(Dataset records)
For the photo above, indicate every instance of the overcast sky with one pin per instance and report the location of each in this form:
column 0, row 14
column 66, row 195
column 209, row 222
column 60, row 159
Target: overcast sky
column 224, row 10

...

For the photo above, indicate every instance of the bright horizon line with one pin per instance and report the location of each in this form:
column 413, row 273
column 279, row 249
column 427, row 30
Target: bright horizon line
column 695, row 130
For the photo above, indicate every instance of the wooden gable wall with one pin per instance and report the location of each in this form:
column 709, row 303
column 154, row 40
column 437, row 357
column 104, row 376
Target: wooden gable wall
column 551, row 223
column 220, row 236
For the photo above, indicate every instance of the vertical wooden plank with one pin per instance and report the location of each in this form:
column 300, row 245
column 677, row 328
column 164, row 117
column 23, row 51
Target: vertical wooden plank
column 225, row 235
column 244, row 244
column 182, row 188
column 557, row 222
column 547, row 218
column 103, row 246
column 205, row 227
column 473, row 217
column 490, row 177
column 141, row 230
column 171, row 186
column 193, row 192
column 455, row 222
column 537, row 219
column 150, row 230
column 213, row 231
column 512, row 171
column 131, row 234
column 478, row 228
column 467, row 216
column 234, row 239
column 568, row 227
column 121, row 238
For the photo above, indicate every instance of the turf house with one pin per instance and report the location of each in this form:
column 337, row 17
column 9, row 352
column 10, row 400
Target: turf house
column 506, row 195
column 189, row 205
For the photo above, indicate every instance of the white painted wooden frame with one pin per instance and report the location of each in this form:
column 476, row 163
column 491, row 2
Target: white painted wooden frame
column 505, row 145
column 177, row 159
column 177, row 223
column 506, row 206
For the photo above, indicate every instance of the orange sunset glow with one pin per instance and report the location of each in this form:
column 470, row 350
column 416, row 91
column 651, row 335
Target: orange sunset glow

# Problem to solve
List every line of the material above that contains the word "overcast", matching case exactly.

# Complete output
For the photo above, indicate every instance of the overcast sky with one pin per instance and report the location of each in this form:
Target: overcast sky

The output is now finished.